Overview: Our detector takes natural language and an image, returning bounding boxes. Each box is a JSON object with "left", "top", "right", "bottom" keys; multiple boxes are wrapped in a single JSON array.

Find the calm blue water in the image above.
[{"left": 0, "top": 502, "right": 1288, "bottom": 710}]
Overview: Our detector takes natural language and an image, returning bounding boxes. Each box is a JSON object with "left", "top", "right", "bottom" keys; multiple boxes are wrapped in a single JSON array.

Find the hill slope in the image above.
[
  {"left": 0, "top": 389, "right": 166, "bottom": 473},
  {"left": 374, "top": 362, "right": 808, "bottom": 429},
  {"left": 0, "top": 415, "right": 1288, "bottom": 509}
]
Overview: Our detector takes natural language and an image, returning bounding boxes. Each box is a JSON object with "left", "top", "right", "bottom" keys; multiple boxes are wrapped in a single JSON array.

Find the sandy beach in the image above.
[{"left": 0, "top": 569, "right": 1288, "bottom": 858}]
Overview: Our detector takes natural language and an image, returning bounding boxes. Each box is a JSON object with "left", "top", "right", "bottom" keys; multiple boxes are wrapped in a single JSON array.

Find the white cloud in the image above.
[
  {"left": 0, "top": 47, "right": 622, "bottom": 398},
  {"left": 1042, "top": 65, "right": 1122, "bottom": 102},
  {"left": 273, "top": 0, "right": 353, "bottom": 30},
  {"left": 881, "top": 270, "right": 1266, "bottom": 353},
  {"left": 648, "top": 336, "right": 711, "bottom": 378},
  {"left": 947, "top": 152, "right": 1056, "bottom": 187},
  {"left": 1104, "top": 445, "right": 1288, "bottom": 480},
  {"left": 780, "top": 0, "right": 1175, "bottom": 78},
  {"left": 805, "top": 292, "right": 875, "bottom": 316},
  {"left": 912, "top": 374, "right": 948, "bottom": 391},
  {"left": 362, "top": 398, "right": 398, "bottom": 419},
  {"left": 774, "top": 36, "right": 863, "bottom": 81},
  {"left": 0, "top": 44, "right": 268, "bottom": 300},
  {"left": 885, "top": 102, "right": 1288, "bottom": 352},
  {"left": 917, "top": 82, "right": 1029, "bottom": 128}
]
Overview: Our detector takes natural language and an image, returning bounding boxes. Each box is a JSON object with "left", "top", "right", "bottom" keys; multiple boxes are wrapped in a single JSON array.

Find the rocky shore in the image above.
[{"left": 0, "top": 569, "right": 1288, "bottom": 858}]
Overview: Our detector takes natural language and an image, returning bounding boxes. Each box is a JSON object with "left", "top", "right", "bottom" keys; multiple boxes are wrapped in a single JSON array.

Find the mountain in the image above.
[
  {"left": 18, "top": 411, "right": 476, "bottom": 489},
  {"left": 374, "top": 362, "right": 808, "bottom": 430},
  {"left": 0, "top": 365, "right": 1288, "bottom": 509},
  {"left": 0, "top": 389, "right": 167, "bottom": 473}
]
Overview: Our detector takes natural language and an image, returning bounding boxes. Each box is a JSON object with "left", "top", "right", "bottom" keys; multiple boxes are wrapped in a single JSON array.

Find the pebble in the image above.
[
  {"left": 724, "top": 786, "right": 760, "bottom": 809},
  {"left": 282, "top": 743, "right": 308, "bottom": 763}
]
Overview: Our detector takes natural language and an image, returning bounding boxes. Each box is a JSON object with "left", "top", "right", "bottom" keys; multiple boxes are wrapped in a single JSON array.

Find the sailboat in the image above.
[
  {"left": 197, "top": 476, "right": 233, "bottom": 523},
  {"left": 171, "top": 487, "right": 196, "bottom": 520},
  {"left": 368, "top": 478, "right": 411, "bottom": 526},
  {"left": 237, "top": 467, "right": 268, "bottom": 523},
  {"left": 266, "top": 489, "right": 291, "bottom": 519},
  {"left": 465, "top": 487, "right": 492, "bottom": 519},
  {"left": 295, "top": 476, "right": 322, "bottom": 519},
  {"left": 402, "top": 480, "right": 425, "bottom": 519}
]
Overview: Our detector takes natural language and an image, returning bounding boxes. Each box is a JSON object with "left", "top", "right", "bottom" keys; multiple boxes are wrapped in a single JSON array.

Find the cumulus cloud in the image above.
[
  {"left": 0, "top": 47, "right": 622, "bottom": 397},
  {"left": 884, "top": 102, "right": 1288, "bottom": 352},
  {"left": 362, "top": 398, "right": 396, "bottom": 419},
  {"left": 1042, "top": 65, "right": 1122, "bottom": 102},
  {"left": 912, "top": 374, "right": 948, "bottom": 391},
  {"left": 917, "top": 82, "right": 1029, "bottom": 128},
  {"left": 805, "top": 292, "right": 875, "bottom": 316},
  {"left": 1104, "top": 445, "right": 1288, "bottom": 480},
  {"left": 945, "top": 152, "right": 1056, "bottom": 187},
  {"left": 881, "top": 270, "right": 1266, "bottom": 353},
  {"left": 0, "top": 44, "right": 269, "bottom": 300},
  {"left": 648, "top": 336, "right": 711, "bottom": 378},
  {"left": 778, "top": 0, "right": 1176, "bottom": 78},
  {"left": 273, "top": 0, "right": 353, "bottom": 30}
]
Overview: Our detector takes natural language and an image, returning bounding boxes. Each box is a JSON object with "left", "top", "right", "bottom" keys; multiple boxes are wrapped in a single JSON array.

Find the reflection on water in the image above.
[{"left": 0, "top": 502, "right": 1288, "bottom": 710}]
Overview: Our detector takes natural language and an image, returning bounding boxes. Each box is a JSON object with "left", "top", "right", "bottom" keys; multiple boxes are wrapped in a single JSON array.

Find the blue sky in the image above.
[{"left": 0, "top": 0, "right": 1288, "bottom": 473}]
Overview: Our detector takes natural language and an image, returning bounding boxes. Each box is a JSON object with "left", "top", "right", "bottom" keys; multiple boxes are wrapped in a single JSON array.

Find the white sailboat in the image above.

* * *

Count the lines in the listing above that contain the string "blue", matching uppercase and lowercase letters exactly. Reply with only the number.

2